The records that follow should be retyped word for word.
Begin DATA PROVIDED
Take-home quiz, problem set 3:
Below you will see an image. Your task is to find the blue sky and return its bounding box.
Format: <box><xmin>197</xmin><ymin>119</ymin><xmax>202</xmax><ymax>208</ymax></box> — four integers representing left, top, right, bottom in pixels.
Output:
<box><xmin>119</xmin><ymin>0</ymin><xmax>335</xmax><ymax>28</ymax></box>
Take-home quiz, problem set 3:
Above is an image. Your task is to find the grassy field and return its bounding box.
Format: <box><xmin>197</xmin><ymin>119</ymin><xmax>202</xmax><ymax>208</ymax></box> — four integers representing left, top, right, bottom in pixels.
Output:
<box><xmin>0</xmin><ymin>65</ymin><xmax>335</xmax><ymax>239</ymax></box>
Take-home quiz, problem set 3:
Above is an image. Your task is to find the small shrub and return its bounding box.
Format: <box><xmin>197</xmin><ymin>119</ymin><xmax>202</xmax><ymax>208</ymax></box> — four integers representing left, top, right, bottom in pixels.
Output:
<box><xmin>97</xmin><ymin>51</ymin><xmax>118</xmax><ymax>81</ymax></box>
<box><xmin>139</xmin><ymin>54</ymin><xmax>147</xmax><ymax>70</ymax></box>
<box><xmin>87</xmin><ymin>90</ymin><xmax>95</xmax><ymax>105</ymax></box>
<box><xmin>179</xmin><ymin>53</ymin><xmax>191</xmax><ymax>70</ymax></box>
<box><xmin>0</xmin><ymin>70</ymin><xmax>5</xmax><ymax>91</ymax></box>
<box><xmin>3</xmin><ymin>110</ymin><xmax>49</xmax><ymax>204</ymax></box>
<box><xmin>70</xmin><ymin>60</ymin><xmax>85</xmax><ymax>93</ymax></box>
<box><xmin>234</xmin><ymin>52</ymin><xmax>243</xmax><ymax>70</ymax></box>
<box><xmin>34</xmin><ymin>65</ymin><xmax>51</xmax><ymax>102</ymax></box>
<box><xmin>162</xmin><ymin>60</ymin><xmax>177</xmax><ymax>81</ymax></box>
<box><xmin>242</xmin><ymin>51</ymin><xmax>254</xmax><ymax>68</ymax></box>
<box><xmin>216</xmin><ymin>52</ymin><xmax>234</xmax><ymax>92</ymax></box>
End DATA PROVIDED
### [FULL RESPONSE]
Take-home quiz, problem set 3:
Below you will see an image. Your task is to find the blue sky and return its bounding box.
Format: <box><xmin>197</xmin><ymin>119</ymin><xmax>202</xmax><ymax>208</ymax></box> — four integers representing left, top, right, bottom in pixels.
Output:
<box><xmin>119</xmin><ymin>0</ymin><xmax>335</xmax><ymax>28</ymax></box>
Take-home quiz, problem set 3:
Above is an image. Your task is to find the grassy field and return its bounding box.
Format: <box><xmin>197</xmin><ymin>119</ymin><xmax>202</xmax><ymax>208</ymax></box> — four integers representing left, top, right, bottom in pixels.
Output:
<box><xmin>0</xmin><ymin>65</ymin><xmax>335</xmax><ymax>239</ymax></box>
Take-home quiz, problem set 3:
Above is an image. Your task is to find the small shrub and return its bounding box.
Format: <box><xmin>197</xmin><ymin>119</ymin><xmax>202</xmax><ymax>208</ymax></box> — four integers representing left, top, right, bottom in pixels.
Output:
<box><xmin>97</xmin><ymin>51</ymin><xmax>118</xmax><ymax>81</ymax></box>
<box><xmin>139</xmin><ymin>54</ymin><xmax>147</xmax><ymax>70</ymax></box>
<box><xmin>87</xmin><ymin>90</ymin><xmax>95</xmax><ymax>105</ymax></box>
<box><xmin>179</xmin><ymin>53</ymin><xmax>191</xmax><ymax>70</ymax></box>
<box><xmin>0</xmin><ymin>70</ymin><xmax>5</xmax><ymax>91</ymax></box>
<box><xmin>3</xmin><ymin>110</ymin><xmax>49</xmax><ymax>204</ymax></box>
<box><xmin>70</xmin><ymin>60</ymin><xmax>85</xmax><ymax>93</ymax></box>
<box><xmin>234</xmin><ymin>52</ymin><xmax>243</xmax><ymax>70</ymax></box>
<box><xmin>34</xmin><ymin>65</ymin><xmax>51</xmax><ymax>102</ymax></box>
<box><xmin>162</xmin><ymin>60</ymin><xmax>177</xmax><ymax>81</ymax></box>
<box><xmin>242</xmin><ymin>51</ymin><xmax>254</xmax><ymax>68</ymax></box>
<box><xmin>216</xmin><ymin>52</ymin><xmax>234</xmax><ymax>92</ymax></box>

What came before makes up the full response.